Text excerpt:

-- begin --

Quantum Harmonic Oscillator Part-4: The Series Solution of Schrödinger’s Equation Quantum Harmonic Oscillator Potential

This article is the Part 4 of the article series I wrote about Quantum Harmonic Oscillator. If you have not read the Part-1: Introduction to Quantum Harmonic Oscillator and Part2: Schrödinger’s Equation with Dimensionless Terms and Part-3: The Asymptotic solution, then you cannot understand what I am going to explain in this article, so reading those articles is a must.

Okay…without any further delay let’s just start…

The objective of this article is to find a general solution for the harmonic oscillator by finding the series solution.

From the equation 7 of my last article, we obtained an expression, and to solve Schrodinger’s equation for this problem, we wish to explicitly build in knowledge of the exponential asymptotic behaviour of ψ that was established in previous article.

So, there is a one way to do so, that is by assuming that can be expressed as the product of two functions, one which will have the asymptotic behaviour of wavefunction and other one is an unknown function, lets say it as H(ξ). We can express what we said as follows,

ψ(ξ) = H(ξ) e^(-ξ²/2)          (1)

This is just an assumption for the solution taken by only trial and error method. We have to see whether it satisfies our conditions or not.

From elementary calculus we know that any function of x ( here, ξ) can be expressed as an infinite polynomial using Taylor or McLaurin Series, so,

H(ξ) = a₀ + a₁ ξ + a₂ ξ² + … = ∑n an ξⁿ  [n ranges from 0 to ∞]     (2)

-- end --

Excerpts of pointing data
-- begin --

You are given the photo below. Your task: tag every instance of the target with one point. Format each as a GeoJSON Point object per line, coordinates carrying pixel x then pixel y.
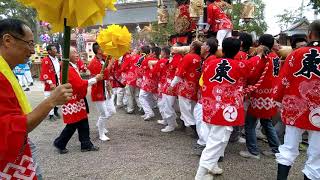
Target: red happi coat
{"type": "Point", "coordinates": [217, 18]}
{"type": "Point", "coordinates": [241, 56]}
{"type": "Point", "coordinates": [47, 73]}
{"type": "Point", "coordinates": [13, 133]}
{"type": "Point", "coordinates": [98, 90]}
{"type": "Point", "coordinates": [134, 74]}
{"type": "Point", "coordinates": [189, 70]}
{"type": "Point", "coordinates": [81, 66]}
{"type": "Point", "coordinates": [222, 93]}
{"type": "Point", "coordinates": [149, 81]}
{"type": "Point", "coordinates": [299, 84]}
{"type": "Point", "coordinates": [262, 104]}
{"type": "Point", "coordinates": [170, 72]}
{"type": "Point", "coordinates": [116, 75]}
{"type": "Point", "coordinates": [75, 109]}
{"type": "Point", "coordinates": [159, 73]}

-- end --

Written instruction 1:
Answer these questions from the oscillator article:
(a) What does the article state as its objective?
(b) What name is given to the unknown function?
(c) Which series does the article say can express any function as an infinite polynomial?
Written instruction 2: Repeat word for word the passage of the oscillator article between "ψ(ξ) = H(ξ) e^(-ξ²/2)          (1)" and "conditions or not.", inclusive.
Use only the oscillator article for what comes next, not the entries.

Exercise response 1:
(a) To find a general solution for the harmonic oscillator by finding the series solution.
(b) H(ξ).
(c) The Taylor or McLaurin series.

Exercise response 2:
ψ(ξ) = H(ξ) e^(-ξ²/2)          (1)

This is just an assumption for the solution taken by only trial and error method. We have to see whether it satisfies our conditions or not.